Supplied text:
____________

Cities have the capability to at any moment shift out of the familiar, even if you’ve lived in one all your life. Turn a corner onto a street you’ve passed every day for the past year but have never actually explored. Walk home during a blackout. Climb a fire escape onto a roof. Walk across a bridge. Cities are brimming with the potential to reveal the strange; and it might not be that you’re suddenly transported to unfamiliar territory but that you suddenly discover that the city around you simply never was the familiar place you (mistakenly) took it for. If you’re of the right sort of mind, it’s a short leap from the strangenesses that are part of any massive group of people living in close proximity to a strangeness that seems like something more, something eerier.

In a city, for instance, you are never alone. No, really: You are never alone. Disembodied voices follow you everywhere: They come through the floorboards from the apartment above where your neighbor is singing eerily out of tune; they come, disembodied, through the speakers on the deserted subway platform at midnight. It’s very often nearly impossible to know whether you’re listening to a live person or a recording. The empty train car that you step onto might be empty, but there are at least two people manning the train. You might never see them, though, so how can you prove it? Come to think of it, you might never actually have seen that upstairs neighbor. You are never alone. You are surrounded by disembodied voices and whispers, many of them speaking in languages you can’t identify with certainty. Familiar, but unknown.

The uncanny is often tied to fear of the Other with a capital O. In a city, with all of its enclaves and boundaries, both real and imagined, its hundreds of different languages and faiths and faces, it is impossible not to feel the presence of those who are not like you and impossible not to feel like an outsider.

____________

Extracted entries:

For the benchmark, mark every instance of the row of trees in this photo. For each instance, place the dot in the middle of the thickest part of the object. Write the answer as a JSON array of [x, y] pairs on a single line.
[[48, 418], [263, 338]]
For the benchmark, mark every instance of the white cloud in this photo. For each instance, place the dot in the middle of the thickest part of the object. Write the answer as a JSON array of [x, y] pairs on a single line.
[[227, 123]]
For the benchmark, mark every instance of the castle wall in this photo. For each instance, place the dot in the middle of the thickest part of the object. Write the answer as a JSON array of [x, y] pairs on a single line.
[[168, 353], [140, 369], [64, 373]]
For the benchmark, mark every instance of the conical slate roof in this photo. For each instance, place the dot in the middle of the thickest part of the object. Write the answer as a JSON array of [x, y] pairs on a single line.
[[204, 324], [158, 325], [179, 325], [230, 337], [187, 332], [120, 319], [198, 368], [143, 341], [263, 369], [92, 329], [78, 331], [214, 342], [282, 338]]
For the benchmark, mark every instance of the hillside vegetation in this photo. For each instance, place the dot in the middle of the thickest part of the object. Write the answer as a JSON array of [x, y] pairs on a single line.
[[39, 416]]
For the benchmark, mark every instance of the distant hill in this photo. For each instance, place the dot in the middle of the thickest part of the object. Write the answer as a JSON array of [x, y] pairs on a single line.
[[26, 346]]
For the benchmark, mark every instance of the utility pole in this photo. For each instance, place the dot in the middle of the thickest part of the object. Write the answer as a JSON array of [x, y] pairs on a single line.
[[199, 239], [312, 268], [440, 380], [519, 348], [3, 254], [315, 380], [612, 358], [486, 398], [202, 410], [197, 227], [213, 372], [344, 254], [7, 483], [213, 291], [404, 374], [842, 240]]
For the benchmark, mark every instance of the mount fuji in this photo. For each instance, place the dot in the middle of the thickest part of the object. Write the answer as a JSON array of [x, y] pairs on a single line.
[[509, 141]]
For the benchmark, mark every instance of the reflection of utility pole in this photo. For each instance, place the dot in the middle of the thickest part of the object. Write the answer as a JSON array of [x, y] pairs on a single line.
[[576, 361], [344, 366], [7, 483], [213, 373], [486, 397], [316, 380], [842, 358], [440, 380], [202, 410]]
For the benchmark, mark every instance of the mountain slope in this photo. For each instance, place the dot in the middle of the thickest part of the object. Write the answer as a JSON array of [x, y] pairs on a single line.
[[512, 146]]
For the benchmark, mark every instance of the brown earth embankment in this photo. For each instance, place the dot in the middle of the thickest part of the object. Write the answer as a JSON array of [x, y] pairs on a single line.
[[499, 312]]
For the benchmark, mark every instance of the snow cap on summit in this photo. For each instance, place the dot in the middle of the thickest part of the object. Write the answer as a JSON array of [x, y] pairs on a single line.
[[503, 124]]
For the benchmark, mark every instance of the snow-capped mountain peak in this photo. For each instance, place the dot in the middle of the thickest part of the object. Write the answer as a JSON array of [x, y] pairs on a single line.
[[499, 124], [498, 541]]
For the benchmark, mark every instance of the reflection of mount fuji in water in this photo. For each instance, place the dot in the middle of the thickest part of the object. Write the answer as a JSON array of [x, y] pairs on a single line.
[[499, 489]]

____________

Exercise instructions:
A) In the city passage, what is the uncanny often tied to?
B) Why does the city passage say it is impossible not to feel like an outsider in a city? Answer in one to three sentences.
C) Continue the city passage from its last sentence.
The records come from a separate source.

Task-by-task answers:
A) It is often tied to fear of the Other with a capital O.

B) A city has many enclaves and boundaries, both real and imagined, and hundreds of different languages, faiths and faces. With all that, you cannot help feeling the presence of people who are not like you, so you cannot help feeling like an outsider yourself.

C)
If the uncanny is evoked by the revelation of the occult/ hidden, if it is, again quoting Freud, “often…produced when the distinction between reality and imagination is effaced”—then the city is as good a place for the uncanny to dwell as any remote and haunted manor house. There are more hidden spaces in a city, more hidden lives and hidden emptinesses, and more darkened windows where shadow people pass fleetingly in and out of sight. There are more moments where the actual meaning of what we see or hear or imagine is obscured, more chances to glimpse a thing without understanding what one is seeing in the momentary, jarring flash of sunlight the train passes through between 59th Street and Bay Ridge Avenue on the R line.

I could go on, but the net effect of all of these things is that cities will always feel uncanny, if you are inclined to be aware of the uncanny at all. In Clary’s New York, this otherness, this sense of crossing into someone else’s terrain, redraws the map of the city. Chinatown is no longer defined by its Chinese denizens but by the pack of werewolves that dwells in the old Second Precinct building. Spanish Harlem is where the vampires make their home in an abandoned hotel. Central Park is full of fey. Industrial Brooklyn, a mishmash of artist spaces, oddball storage buildings, and manufactories that to me always looks to be in a strange state of gorgeous arrested decay, is where the High Warlock (hundreds of years old and himself an intriguing mishmash of demon and human) lives and works.